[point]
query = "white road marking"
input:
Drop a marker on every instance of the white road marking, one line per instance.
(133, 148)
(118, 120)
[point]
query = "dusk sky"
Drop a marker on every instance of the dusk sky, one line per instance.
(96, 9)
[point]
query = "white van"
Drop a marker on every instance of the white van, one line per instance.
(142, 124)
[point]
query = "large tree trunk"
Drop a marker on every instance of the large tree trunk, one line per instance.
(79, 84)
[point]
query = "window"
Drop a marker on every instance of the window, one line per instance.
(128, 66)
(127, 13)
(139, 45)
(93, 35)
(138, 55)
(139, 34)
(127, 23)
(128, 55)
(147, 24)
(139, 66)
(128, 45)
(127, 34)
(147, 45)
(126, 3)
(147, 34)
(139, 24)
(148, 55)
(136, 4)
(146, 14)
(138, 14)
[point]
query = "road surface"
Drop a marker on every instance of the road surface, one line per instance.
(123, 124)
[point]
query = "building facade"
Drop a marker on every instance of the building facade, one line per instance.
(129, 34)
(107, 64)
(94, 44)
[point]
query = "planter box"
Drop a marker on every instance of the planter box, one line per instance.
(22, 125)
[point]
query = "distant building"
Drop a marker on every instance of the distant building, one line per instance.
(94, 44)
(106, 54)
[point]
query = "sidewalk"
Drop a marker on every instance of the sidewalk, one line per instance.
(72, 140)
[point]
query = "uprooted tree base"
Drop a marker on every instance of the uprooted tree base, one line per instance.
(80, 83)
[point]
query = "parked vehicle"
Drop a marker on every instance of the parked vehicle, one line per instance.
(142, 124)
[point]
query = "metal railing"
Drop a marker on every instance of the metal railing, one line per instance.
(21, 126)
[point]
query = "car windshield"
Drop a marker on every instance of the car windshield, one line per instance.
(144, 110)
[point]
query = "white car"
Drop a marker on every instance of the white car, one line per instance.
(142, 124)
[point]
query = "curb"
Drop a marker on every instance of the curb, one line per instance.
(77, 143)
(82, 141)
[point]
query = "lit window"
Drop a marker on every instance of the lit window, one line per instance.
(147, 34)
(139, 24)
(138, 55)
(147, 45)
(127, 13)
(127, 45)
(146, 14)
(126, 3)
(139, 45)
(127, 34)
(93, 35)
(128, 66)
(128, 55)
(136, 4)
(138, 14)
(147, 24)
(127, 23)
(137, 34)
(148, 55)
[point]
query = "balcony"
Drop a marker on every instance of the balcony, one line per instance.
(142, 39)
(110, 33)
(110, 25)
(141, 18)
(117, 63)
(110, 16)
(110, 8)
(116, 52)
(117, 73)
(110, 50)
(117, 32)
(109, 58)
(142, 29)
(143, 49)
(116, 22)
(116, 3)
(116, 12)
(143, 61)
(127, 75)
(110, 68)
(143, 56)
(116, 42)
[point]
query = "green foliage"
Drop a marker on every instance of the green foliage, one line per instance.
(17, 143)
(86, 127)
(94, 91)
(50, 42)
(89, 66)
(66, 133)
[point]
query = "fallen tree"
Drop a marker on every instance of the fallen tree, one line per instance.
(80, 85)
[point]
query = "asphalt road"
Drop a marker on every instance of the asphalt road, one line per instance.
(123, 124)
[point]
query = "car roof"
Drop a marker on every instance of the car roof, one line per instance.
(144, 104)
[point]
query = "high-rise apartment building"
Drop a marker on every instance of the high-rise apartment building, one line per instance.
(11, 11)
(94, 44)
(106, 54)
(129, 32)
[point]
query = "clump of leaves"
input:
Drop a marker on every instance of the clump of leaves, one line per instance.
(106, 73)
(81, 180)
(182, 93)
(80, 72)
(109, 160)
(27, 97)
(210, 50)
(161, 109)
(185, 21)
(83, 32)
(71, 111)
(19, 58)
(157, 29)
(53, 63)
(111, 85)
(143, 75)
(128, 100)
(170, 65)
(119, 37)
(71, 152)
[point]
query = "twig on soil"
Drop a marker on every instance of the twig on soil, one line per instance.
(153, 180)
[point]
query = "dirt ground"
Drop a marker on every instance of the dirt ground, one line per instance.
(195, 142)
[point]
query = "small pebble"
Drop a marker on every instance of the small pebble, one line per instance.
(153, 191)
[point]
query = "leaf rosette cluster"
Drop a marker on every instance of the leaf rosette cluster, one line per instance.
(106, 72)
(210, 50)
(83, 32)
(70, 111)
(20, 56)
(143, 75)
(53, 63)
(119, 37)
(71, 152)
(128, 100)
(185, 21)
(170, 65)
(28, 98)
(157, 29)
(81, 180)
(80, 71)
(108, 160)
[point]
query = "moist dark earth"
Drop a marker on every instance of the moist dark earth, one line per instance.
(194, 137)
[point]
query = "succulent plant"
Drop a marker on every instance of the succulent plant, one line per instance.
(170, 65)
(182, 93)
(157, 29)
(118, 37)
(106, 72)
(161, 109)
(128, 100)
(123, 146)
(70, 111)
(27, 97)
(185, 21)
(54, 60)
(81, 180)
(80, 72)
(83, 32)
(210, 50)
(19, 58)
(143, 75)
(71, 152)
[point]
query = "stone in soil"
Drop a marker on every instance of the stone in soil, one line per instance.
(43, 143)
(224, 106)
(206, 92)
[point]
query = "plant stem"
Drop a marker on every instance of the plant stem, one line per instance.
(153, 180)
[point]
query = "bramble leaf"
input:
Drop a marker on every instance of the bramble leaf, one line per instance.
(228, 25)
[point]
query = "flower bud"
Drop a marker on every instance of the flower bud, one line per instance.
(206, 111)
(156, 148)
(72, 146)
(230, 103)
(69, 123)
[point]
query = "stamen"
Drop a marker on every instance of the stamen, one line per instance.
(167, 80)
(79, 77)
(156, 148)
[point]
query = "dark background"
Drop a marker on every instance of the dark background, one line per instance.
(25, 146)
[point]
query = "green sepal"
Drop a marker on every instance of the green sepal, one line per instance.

============

■ **YOUR INSTRUCTIONS**
All lines with the word "sepal" must be located in the data and copied.

■ **WRITTEN ANSWER**
query = "green sepal"
Drop a marker on every instance of the green sepal, one line per instance.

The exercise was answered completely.